Stated problem |
Reproduce every line of the listing below word for word.

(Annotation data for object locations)
+++

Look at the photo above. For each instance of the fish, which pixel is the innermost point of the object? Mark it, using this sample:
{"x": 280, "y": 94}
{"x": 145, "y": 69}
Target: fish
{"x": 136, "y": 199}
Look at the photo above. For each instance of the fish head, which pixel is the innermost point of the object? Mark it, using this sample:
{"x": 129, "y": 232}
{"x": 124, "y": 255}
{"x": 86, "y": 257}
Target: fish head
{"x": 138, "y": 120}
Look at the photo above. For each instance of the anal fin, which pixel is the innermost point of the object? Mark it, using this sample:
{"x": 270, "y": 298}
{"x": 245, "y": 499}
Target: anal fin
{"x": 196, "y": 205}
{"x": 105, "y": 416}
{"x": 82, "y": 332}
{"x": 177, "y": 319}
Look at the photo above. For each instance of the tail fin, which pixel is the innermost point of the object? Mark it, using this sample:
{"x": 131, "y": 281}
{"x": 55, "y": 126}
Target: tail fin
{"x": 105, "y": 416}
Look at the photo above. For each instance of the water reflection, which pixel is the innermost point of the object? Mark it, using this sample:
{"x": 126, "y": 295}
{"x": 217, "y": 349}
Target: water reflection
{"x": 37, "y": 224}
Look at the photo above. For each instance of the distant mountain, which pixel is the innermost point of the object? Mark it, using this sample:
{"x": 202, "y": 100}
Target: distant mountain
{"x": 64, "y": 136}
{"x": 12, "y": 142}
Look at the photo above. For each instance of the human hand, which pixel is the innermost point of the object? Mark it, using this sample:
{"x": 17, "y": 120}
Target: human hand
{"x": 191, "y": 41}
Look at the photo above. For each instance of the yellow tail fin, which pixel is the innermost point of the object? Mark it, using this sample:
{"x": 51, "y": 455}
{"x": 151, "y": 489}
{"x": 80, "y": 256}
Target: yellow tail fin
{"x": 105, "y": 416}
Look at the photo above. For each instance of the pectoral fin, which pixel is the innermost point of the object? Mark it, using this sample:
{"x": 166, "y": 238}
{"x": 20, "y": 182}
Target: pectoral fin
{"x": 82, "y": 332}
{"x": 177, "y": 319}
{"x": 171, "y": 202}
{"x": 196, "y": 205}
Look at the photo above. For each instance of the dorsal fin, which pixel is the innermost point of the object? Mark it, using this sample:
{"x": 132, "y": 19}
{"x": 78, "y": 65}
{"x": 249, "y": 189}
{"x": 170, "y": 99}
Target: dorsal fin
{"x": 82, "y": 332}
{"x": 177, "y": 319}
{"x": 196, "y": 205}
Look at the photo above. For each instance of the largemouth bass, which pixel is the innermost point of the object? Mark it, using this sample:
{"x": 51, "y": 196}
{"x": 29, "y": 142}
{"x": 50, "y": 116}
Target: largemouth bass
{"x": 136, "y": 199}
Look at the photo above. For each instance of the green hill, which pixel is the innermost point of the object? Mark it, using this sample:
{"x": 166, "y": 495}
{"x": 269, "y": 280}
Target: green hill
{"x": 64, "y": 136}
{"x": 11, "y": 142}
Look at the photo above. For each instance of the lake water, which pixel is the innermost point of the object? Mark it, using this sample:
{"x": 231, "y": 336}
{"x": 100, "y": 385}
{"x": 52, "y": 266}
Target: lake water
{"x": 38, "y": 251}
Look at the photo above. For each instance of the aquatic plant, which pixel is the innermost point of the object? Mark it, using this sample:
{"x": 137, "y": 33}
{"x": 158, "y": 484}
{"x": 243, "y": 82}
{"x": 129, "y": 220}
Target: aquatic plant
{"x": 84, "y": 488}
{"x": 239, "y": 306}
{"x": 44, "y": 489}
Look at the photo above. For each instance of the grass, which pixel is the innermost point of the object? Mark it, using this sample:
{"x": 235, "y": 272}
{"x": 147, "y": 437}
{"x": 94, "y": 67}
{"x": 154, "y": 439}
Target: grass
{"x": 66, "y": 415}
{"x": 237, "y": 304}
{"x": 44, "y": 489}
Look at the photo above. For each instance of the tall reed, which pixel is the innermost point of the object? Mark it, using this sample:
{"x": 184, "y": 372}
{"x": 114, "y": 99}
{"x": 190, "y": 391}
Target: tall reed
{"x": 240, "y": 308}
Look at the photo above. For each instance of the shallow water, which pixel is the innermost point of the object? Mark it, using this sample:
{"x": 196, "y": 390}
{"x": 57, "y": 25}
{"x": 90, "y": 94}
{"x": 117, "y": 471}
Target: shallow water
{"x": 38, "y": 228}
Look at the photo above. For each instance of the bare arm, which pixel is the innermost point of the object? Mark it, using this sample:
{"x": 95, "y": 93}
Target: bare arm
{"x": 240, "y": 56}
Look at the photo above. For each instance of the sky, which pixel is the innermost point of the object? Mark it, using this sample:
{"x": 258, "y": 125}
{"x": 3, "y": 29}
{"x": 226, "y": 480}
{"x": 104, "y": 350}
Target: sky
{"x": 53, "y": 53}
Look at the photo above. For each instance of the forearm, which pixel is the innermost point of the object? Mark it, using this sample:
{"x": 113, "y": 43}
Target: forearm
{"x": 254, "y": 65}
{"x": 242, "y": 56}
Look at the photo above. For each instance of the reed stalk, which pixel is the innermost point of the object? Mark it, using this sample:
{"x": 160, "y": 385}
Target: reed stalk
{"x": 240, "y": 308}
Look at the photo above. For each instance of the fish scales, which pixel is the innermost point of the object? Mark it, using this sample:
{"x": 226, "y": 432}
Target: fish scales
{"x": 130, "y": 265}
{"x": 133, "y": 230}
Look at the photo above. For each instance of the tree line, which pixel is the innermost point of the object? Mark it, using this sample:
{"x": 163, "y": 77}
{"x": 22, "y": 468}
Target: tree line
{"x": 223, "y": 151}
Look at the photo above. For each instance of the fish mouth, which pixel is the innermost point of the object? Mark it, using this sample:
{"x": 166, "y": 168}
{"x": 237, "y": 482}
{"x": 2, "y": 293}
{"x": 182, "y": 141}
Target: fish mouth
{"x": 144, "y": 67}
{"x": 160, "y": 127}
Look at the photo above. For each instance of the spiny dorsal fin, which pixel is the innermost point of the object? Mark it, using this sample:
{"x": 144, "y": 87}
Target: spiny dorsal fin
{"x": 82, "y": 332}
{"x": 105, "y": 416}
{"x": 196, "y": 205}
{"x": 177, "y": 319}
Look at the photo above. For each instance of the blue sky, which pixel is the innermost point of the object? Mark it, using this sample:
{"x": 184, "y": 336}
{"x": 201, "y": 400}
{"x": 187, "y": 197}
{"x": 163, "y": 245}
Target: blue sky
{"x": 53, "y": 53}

+++

Solution for this problem |
Look at the photo above. For each instance of the fish, which pixel is the innermost point of the object? Mark it, using this sample:
{"x": 280, "y": 94}
{"x": 145, "y": 69}
Target: fish
{"x": 136, "y": 199}
Look at the photo above. For each instance of the fish head, which pixel is the innermost point of the object? Mark it, using this sample:
{"x": 129, "y": 232}
{"x": 124, "y": 255}
{"x": 86, "y": 257}
Target: fish head
{"x": 138, "y": 120}
Look at the photo above. For each instance of the anal fin, which pixel is the innermost point of the object? Mark it, using this sample:
{"x": 270, "y": 298}
{"x": 245, "y": 499}
Target: anal fin
{"x": 196, "y": 205}
{"x": 105, "y": 416}
{"x": 82, "y": 332}
{"x": 177, "y": 319}
Look at the photo above. For each instance of the tail fin, which pixel is the innermost point of the object? Mark it, using this sample:
{"x": 131, "y": 281}
{"x": 55, "y": 126}
Target: tail fin
{"x": 105, "y": 416}
Look at the photo above. For each instance of the water reflection, which pixel is the innermost point of the object? Mark it, using this sample:
{"x": 126, "y": 295}
{"x": 217, "y": 349}
Target: water reflection
{"x": 37, "y": 224}
Look at the photo above. For each instance of the distant mountain, which pixel is the innermost point of the object? Mark it, using this sample:
{"x": 202, "y": 100}
Target: distant mountain
{"x": 64, "y": 136}
{"x": 12, "y": 142}
Look at the photo above. For each instance of the human hand, which pixel is the innermost point of the object? Mark it, using this sample:
{"x": 17, "y": 120}
Target: human hand
{"x": 191, "y": 41}
Look at the photo above. For each instance of the yellow tail fin, which pixel is the innermost point of the object? Mark it, using this sample:
{"x": 51, "y": 455}
{"x": 151, "y": 489}
{"x": 80, "y": 256}
Target: yellow tail fin
{"x": 105, "y": 416}
Look at the photo above. For each instance of the pectoral fin, which pixel is the innermost point of the object? Mark it, using this sample:
{"x": 166, "y": 238}
{"x": 20, "y": 182}
Target: pectoral fin
{"x": 82, "y": 332}
{"x": 177, "y": 319}
{"x": 171, "y": 202}
{"x": 196, "y": 205}
Look at the photo above. For each instance of the dorsal fin, which pixel is the innermost point of the object? Mark it, using this sample:
{"x": 132, "y": 19}
{"x": 78, "y": 65}
{"x": 249, "y": 189}
{"x": 170, "y": 99}
Target: dorsal fin
{"x": 82, "y": 332}
{"x": 177, "y": 319}
{"x": 196, "y": 205}
Look at the photo above. For each instance of the largemouth bass, which pixel is the innermost point of the object? Mark it, using this sample:
{"x": 51, "y": 196}
{"x": 29, "y": 142}
{"x": 50, "y": 116}
Target: largemouth bass
{"x": 136, "y": 199}
Look at the photo above. For each instance of the green hill, which pixel is the innermost point of the object? Mark it, using this sample:
{"x": 166, "y": 495}
{"x": 269, "y": 280}
Target: green hill
{"x": 64, "y": 136}
{"x": 11, "y": 142}
Look at the photo above. For each instance of the lake water, which pixel is the innermost point of the object? Mark it, using this sample:
{"x": 231, "y": 336}
{"x": 100, "y": 385}
{"x": 52, "y": 266}
Target: lake water
{"x": 38, "y": 251}
Look at the photo above. For each instance of the aquatic plant, which pixel is the innermost point of the object? Mark it, using this sample:
{"x": 137, "y": 33}
{"x": 158, "y": 484}
{"x": 243, "y": 82}
{"x": 129, "y": 220}
Target: aquatic plant
{"x": 84, "y": 488}
{"x": 239, "y": 306}
{"x": 44, "y": 489}
Look at the photo above. For each instance of the grass, which pixel is the innermost point of the object? Mark it, using this sample:
{"x": 235, "y": 272}
{"x": 147, "y": 437}
{"x": 94, "y": 67}
{"x": 154, "y": 439}
Target: grass
{"x": 66, "y": 415}
{"x": 237, "y": 304}
{"x": 44, "y": 489}
Look at the photo above. For each instance of the tall reed, which pixel is the innermost point of the object? Mark it, using this sample:
{"x": 184, "y": 372}
{"x": 114, "y": 99}
{"x": 190, "y": 391}
Target: tall reed
{"x": 240, "y": 308}
Look at the photo above. For each instance of the shallow water, which pixel is the innermost point of the object? Mark it, using this sample:
{"x": 196, "y": 390}
{"x": 57, "y": 25}
{"x": 90, "y": 94}
{"x": 117, "y": 471}
Target: shallow water
{"x": 38, "y": 228}
Look at the photo above. For each instance of the bare arm, which pixel is the innermost point of the object? Mark it, using this sample:
{"x": 95, "y": 93}
Target: bare arm
{"x": 240, "y": 56}
Look at the photo above. For each instance of the sky, which pixel is the innermost point of the object? Mark it, using this sample:
{"x": 258, "y": 125}
{"x": 3, "y": 29}
{"x": 226, "y": 480}
{"x": 104, "y": 350}
Target: sky
{"x": 53, "y": 53}
Look at the photo above. For each instance of the forearm, which pixel is the innermost point of the object? Mark it, using this sample:
{"x": 113, "y": 43}
Target: forearm
{"x": 254, "y": 65}
{"x": 242, "y": 56}
Look at the photo above. For each instance of the reed stalk, which pixel is the innermost point of the object? Mark it, using this sample:
{"x": 160, "y": 385}
Target: reed stalk
{"x": 240, "y": 308}
Look at the photo above. For each instance of the fish scales, which pixel is the innermost point of the object? Mark it, using this sample:
{"x": 226, "y": 432}
Target: fish scales
{"x": 130, "y": 265}
{"x": 133, "y": 230}
Look at the photo above. For each instance of the tree line, which pixel is the innermost point of the object? Mark it, using this sample:
{"x": 163, "y": 77}
{"x": 22, "y": 468}
Target: tree line
{"x": 223, "y": 151}
Look at the photo above. For each instance of the fish mouth, which pixel is the innermost point of the object? Mark it, using this sample:
{"x": 166, "y": 168}
{"x": 237, "y": 482}
{"x": 2, "y": 293}
{"x": 182, "y": 141}
Target: fish mouth
{"x": 144, "y": 67}
{"x": 160, "y": 127}
Look at the photo above. For each instance of the spiny dorsal fin, which pixel is the innermost point of the object? Mark it, using this sample:
{"x": 144, "y": 87}
Target: spiny dorsal fin
{"x": 82, "y": 332}
{"x": 105, "y": 416}
{"x": 196, "y": 205}
{"x": 177, "y": 319}
Look at the photo above. For each instance of the blue sky, which pixel is the innermost point of the object? Mark it, using this sample:
{"x": 184, "y": 336}
{"x": 201, "y": 400}
{"x": 187, "y": 197}
{"x": 163, "y": 245}
Target: blue sky
{"x": 53, "y": 53}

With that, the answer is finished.